• **Trecho fornecido**:
----------

Este artigo faz parte de um projeto de pesquisa do Programa Institucional de Bolsas de

Iniciação Científica (PIBIC), e tem como objetivo apresentar a descrição de um modelo

epidemiológico simples, o modelo SIR (Suscetíveis, Infectados e Removidos). Esse modelo é

composto por um conjunto de três equações diferenciais e simula a propagação de doenças

contagiosas. Originalmente o modelo SIR foi desenvolvido para explicar o aumento do

número de casos registrados durante a epidemia de peste bubônica ocorrida na Índia em

meados de 1905. Atualmente esse modelo e suas variações são utilizados para descrever a

propagação de doenças como por exemplo: gripe, dengue e a AIDS. Neste trabalho é feita

uma análise qualitativa do modelo SIR, com objetivo de fazer previsões sobre a ocorrência ou

não de uma epidemia numa população. Através desta análise foi possível identificar o impacto

da disseminação da doença e também estimar o número de pessoas que devem ser vacinadas

para evitar que uma epidemia aconteça.

----------

• **Dados do conjunto**:
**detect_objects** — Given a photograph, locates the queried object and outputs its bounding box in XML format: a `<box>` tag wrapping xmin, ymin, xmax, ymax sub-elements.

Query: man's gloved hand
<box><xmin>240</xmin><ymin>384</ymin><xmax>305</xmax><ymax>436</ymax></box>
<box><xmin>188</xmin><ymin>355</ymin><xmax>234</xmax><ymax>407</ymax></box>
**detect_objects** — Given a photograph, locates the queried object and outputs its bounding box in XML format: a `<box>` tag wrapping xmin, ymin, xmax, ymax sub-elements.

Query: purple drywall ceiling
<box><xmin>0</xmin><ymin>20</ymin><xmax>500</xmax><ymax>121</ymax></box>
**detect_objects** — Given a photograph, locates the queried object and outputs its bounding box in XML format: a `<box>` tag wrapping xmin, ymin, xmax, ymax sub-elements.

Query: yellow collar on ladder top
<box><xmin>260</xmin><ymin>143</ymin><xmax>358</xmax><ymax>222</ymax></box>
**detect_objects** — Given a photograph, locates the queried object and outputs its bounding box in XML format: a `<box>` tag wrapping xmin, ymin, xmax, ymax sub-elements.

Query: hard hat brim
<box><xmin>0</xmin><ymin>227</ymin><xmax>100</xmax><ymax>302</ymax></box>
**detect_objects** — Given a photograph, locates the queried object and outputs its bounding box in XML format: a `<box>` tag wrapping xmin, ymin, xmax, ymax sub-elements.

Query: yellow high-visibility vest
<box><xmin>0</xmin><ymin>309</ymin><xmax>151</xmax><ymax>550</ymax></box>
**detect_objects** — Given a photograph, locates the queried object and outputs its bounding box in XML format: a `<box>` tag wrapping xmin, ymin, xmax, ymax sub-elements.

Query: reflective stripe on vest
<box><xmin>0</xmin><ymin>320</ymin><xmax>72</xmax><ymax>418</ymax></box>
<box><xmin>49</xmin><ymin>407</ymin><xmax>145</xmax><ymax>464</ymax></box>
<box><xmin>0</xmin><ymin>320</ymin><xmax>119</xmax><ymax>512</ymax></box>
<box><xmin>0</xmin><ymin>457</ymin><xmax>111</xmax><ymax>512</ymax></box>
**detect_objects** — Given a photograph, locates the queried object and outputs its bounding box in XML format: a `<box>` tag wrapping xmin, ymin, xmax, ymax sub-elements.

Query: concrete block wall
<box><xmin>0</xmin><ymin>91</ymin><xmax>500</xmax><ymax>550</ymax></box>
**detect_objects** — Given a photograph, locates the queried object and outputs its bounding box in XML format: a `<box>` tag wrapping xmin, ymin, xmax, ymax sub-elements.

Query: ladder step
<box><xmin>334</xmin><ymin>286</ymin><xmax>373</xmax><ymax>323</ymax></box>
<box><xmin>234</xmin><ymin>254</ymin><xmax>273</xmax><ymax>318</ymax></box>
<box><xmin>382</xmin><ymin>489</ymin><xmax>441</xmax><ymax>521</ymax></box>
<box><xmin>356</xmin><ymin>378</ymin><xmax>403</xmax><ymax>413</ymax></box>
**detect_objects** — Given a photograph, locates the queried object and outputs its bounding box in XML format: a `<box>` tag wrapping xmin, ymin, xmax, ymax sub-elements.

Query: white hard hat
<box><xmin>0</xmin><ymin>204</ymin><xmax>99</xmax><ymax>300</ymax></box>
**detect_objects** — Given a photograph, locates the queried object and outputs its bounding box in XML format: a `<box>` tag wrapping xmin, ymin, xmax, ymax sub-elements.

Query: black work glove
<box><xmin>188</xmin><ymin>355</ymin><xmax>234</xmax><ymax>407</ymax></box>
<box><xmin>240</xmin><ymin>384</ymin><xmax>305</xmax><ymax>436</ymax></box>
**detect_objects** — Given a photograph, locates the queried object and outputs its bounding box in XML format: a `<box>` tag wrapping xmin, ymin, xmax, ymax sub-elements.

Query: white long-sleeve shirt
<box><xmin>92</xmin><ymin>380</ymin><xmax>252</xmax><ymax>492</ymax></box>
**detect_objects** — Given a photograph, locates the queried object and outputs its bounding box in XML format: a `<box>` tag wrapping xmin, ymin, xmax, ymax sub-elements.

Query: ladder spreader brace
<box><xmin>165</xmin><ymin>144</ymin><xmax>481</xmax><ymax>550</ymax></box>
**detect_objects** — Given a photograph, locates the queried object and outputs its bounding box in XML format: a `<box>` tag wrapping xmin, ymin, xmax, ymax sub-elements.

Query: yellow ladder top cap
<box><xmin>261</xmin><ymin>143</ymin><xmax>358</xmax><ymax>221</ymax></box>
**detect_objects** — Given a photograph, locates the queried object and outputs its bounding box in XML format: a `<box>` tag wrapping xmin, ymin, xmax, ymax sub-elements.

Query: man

----------

• **Tarefas**:
1. Reescreva em forma de lista, mantendo os fatos principais, o parágrafo do trecho sobre o modelo SIR que começa com "Este artigo faz parte".
2. Transcreva do trecho sobre o modelo SIR tudo o que vai desde "não de uma epidemia" até "uma epidemia aconteça.".

• **Respostas dadas**:
1.
- O artigo integra um projeto de pesquisa do Programa Institucional de Bolsas de Iniciação Científica (PIBIC).
- Seu objetivo é descrever o modelo SIR (Suscetíveis, Infectados e Removidos), um modelo epidemiológico simples.
- O modelo reúne três equações diferenciais e simula a propagação de doenças contagiosas.
- Foi criado para explicar o aumento de casos na epidemia de peste bubônica na Índia, por volta de 1905.
- Hoje, ele e suas variações descrevem a propagação de doenças como gripe, dengue e AIDS.
- O trabalho faz uma análise qualitativa do modelo para prever se uma epidemia ocorrerá ou não numa população.
- A análise permitiu identificar o impacto da disseminação da doença e estimar quantas pessoas devem ser vacinadas para evitar uma epidemia.

2.
não de uma epidemia numa população. Através desta análise foi possível identificar o impacto

da disseminação da doença e também estimar o número de pessoas que devem ser vacinadas

para evitar que uma epidemia aconteça.